- TASK TO COMPLETE
Here are some records. Repeat them all exactly.
(DATA PROVIDED Opens)
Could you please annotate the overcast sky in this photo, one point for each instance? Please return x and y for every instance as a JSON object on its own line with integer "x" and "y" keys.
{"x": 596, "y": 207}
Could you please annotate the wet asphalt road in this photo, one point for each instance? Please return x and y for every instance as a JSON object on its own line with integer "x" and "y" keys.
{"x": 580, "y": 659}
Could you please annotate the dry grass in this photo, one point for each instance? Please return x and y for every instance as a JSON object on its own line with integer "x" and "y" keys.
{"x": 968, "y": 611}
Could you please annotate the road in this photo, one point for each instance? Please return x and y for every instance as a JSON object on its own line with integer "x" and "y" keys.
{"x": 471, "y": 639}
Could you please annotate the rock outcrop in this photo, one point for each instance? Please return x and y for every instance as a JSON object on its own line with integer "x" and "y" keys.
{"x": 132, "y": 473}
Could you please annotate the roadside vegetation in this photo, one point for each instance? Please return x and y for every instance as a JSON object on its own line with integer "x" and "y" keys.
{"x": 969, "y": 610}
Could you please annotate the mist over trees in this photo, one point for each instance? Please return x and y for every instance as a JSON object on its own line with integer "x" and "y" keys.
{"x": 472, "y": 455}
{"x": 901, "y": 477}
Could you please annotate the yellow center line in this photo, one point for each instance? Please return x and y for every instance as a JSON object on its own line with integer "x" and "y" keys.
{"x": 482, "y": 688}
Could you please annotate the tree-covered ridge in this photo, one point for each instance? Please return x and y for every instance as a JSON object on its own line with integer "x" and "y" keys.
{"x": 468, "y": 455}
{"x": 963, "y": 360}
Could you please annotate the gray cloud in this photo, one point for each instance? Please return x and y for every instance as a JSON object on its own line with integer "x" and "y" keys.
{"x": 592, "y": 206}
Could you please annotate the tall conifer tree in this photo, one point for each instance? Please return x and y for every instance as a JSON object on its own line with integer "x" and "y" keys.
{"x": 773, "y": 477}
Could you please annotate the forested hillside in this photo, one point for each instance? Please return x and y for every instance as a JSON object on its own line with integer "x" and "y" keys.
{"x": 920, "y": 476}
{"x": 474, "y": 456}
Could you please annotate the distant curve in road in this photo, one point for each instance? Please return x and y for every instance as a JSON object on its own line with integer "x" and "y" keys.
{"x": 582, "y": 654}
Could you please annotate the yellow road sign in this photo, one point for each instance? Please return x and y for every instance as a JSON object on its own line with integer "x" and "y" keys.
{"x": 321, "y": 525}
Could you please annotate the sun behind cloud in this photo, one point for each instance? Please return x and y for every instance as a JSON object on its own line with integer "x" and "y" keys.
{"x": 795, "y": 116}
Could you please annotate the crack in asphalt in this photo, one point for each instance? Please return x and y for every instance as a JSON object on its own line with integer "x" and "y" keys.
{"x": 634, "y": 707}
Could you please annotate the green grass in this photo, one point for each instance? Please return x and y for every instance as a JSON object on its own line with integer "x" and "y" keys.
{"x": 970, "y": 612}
(DATA PROVIDED Closes)
- SOLUTION FOR THIS EXERCISE
Could you please annotate the overcast sky in this photo, one point for each instance? Please return x and y for every instance as a JSON object on its own line with integer "x" and "y" keys.
{"x": 596, "y": 207}
Could you please annotate the wet asphalt road in this photo, one point for each instance? Please return x and y for every instance as a JSON object on its own line with integer "x" and "y" keys.
{"x": 580, "y": 659}
Could you please annotate the dry grass in this photo, one point for each instance? Please return x and y for every instance as a JSON object on its own line with integer "x" and "y" keys.
{"x": 968, "y": 611}
Could you please annotate the road in this photo, one point for each instance? Please return x and y for every instance as a JSON object on its own line with integer "x" and "y" keys.
{"x": 471, "y": 639}
Could you please annotate the rock outcrop in this photo, one point for each instance? Please return x and y for every instance as a JSON object on its own line with integer "x" and "y" keys.
{"x": 132, "y": 473}
Could you please annotate the roadside vegetation in this photo, one point for each instance? Please return x and y for every instance as a JSON object on its own line with integer "x" and "y" keys.
{"x": 969, "y": 610}
Could you please annotate the mist over trees in this photo, one point for each instance? Please return x and y for every instance as a JSON object on its own line with integer "x" and "y" keys.
{"x": 472, "y": 455}
{"x": 901, "y": 477}
Could you please annotate the yellow center line in this photo, one point for each instance? Please return x and y for every instance as a JSON object on its own line with integer "x" and "y" keys.
{"x": 482, "y": 688}
Could you please annotate the tree-covered ridge in this photo, one point for each instance? Please return x and y for every instance as a JSON object on its own line with integer "x" and "y" keys.
{"x": 468, "y": 455}
{"x": 963, "y": 360}
Could you please annotate the gray cloud in this photo, one point for each instance? Please return x and y for every instance as a JSON object on its own line with integer "x" and "y" keys.
{"x": 592, "y": 206}
Could you please annotate the tall conifer tree in this photo, one point for each instance? Please return x and y for every instance as a JSON object on its own line with integer "x" and "y" keys.
{"x": 773, "y": 477}
Could you please annotate the forested hillside in this photo, one point for each instance? Please return x and y for every instance as a JSON object on its own line with integer "x" and "y" keys.
{"x": 920, "y": 476}
{"x": 474, "y": 456}
Could you please annotate the distant curve in road in this photo, one point for each instance? Please return x and y for every instance as a JSON object on its own line with integer "x" and "y" keys.
{"x": 582, "y": 654}
Could you please annotate the yellow road sign in this photo, one point for each instance? Please return x and y for every instance as a JSON object on its own line with integer "x" and "y" keys.
{"x": 321, "y": 525}
Could you please annotate the sun behind cloud in this photo, one point for each instance? Please return x and y for every instance as a JSON object on its own line with integer "x" and "y" keys.
{"x": 795, "y": 116}
Could you please annotate the crack in asphalt in this photo, one point for each instance? Please return x and y for every instance as a JSON object on its own line with integer "x" and "y" keys.
{"x": 634, "y": 707}
Could you please annotate the green grass in this photo, one point for each instance? Please return x and y for every instance as a JSON object on its own line with integer "x" and "y" keys.
{"x": 970, "y": 612}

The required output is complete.